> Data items

· · · · ·

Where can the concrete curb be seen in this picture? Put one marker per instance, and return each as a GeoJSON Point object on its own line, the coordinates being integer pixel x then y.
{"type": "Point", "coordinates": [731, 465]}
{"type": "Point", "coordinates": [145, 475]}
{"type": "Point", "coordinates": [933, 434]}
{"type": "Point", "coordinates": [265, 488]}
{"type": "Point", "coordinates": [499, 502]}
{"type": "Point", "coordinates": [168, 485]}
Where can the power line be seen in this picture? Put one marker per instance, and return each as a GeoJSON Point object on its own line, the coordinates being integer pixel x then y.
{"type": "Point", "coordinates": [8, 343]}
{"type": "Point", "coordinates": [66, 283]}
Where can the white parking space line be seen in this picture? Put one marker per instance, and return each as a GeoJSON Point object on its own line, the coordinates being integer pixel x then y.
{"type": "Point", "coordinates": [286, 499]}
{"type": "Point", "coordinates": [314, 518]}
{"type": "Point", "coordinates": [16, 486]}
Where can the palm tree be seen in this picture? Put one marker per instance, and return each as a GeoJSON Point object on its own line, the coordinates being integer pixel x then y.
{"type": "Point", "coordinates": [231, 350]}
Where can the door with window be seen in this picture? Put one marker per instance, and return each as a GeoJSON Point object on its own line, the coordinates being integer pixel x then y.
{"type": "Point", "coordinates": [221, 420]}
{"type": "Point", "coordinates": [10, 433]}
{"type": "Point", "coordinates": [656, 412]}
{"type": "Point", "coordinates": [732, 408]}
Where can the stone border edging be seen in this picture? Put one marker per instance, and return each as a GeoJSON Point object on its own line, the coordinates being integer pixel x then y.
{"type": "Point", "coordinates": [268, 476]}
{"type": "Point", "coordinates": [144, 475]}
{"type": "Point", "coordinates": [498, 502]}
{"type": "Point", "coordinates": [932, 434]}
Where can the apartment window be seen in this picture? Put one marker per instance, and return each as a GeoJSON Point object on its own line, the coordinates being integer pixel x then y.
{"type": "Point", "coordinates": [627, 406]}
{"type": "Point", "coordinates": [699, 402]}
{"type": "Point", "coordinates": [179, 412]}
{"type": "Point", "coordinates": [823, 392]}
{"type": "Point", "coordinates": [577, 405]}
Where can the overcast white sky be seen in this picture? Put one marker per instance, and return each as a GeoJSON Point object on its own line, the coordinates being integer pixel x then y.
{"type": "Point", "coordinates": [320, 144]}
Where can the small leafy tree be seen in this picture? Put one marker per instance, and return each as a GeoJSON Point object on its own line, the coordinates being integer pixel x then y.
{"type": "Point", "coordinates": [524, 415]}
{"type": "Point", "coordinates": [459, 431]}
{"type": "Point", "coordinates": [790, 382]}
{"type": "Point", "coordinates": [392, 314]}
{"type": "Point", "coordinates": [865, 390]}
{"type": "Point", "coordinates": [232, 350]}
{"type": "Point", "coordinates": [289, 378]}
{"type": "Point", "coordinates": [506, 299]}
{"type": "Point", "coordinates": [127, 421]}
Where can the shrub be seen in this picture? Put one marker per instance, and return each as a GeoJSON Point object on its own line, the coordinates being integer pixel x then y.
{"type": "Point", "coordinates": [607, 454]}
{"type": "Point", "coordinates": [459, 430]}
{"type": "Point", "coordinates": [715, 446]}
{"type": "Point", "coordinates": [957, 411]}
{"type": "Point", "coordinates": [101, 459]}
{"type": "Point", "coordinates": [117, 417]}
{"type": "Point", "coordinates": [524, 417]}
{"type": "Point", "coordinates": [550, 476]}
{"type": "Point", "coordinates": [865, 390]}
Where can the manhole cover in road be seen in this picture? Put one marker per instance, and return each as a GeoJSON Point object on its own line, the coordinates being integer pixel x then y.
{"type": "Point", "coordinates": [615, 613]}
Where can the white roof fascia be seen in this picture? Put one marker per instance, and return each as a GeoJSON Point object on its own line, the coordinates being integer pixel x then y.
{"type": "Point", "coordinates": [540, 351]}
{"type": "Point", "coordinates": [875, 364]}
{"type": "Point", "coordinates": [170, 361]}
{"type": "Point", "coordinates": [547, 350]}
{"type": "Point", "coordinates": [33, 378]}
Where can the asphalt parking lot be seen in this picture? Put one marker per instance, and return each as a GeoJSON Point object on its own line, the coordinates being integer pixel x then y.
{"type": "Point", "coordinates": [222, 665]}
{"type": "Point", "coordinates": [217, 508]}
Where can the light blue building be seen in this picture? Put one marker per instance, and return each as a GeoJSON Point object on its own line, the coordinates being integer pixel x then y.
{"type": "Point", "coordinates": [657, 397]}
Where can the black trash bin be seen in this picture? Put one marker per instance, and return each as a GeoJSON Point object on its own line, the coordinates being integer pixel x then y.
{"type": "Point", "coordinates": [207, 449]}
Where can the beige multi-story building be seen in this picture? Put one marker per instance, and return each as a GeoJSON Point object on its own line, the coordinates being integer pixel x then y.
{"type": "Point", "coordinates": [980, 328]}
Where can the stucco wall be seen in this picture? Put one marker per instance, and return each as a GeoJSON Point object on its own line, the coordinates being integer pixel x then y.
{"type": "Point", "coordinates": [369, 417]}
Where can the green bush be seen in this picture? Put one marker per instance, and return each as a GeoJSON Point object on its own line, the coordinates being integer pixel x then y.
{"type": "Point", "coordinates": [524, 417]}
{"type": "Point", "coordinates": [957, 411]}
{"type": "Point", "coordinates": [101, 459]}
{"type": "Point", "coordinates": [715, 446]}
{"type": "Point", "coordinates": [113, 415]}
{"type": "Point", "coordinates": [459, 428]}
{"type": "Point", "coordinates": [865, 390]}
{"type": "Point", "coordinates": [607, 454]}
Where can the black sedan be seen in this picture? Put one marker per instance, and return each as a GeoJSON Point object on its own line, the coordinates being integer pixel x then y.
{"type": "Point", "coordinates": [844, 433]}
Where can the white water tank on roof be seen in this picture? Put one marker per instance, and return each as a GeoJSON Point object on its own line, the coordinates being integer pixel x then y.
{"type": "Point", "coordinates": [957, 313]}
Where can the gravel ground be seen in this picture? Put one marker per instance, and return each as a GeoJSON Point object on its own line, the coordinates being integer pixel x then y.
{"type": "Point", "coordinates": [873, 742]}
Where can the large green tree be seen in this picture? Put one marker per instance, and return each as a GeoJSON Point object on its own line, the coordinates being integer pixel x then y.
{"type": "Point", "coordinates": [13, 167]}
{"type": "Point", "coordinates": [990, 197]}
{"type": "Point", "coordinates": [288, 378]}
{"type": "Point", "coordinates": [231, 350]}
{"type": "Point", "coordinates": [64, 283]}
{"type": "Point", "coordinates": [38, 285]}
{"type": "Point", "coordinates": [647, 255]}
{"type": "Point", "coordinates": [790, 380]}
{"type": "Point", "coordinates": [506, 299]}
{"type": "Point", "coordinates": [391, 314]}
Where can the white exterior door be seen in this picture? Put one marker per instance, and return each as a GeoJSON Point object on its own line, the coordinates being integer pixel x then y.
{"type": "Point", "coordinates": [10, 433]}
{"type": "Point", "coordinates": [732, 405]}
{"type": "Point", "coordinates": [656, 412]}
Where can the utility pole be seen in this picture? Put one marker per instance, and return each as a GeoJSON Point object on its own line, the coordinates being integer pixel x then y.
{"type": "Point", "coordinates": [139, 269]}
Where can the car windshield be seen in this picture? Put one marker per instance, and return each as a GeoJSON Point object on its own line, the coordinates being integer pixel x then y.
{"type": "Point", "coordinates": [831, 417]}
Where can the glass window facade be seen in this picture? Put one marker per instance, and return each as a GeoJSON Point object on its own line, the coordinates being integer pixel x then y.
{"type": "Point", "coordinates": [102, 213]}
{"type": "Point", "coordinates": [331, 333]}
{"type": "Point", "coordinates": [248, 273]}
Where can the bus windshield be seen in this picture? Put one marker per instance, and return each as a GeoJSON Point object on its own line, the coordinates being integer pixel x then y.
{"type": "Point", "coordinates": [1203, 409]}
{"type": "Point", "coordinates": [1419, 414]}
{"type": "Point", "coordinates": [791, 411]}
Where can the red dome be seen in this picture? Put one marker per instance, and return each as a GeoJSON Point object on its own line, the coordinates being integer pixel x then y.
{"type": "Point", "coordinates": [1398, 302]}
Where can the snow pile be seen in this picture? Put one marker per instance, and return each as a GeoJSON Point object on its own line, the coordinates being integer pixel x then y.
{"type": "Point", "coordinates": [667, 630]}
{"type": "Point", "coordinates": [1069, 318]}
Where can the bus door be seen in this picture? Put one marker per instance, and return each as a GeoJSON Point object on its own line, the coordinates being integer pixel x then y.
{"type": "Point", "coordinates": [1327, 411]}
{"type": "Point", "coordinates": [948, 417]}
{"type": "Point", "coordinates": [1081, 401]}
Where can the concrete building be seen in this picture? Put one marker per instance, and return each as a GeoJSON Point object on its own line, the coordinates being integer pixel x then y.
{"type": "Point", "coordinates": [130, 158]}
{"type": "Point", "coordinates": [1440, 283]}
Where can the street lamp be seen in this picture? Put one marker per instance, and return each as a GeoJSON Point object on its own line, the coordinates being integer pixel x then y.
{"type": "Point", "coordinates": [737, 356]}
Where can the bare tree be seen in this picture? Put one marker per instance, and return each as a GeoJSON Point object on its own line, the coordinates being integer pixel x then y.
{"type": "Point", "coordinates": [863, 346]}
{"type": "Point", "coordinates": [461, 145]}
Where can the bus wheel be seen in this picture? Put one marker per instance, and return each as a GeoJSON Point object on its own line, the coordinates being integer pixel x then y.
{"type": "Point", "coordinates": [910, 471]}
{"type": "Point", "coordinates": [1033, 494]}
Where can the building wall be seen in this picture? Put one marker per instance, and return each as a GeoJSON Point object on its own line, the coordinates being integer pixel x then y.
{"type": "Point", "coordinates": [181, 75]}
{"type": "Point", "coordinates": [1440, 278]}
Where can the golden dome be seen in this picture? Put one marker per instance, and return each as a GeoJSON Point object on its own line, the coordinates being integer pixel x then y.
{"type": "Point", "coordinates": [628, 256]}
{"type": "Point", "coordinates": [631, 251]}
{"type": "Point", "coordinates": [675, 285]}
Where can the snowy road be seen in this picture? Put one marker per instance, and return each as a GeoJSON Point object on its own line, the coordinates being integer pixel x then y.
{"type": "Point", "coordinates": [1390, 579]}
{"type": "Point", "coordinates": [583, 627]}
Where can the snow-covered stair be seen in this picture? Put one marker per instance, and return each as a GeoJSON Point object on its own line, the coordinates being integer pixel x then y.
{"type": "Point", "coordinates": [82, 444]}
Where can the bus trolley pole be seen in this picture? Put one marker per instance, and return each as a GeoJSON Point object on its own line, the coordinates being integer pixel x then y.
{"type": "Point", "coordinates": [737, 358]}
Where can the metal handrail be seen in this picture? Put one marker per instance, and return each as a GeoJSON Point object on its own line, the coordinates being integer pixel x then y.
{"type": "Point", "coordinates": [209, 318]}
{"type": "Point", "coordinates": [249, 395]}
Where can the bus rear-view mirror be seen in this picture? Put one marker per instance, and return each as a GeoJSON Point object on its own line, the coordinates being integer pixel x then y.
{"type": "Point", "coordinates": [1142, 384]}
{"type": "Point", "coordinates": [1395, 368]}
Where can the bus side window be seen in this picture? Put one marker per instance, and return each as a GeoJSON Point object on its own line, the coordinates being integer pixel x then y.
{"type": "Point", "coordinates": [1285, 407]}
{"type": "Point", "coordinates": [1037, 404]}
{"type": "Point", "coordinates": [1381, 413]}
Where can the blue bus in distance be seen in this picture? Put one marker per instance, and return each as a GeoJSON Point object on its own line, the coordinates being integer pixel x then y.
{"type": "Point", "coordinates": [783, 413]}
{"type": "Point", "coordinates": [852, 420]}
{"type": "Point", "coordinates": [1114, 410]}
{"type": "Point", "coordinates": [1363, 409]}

· · · · ·

> Problem statement
Emit verbatim the lines running from the one with "Where can the blue" through the last line of the data, both endpoints inclusive.

> Written solution
Where can the blue bus in distance be seen in this picture? Put one marker per instance, and return each as a GeoJSON Point object on its own line, the coordinates being integer pixel x then y.
{"type": "Point", "coordinates": [783, 413]}
{"type": "Point", "coordinates": [852, 420]}
{"type": "Point", "coordinates": [1114, 410]}
{"type": "Point", "coordinates": [1363, 409]}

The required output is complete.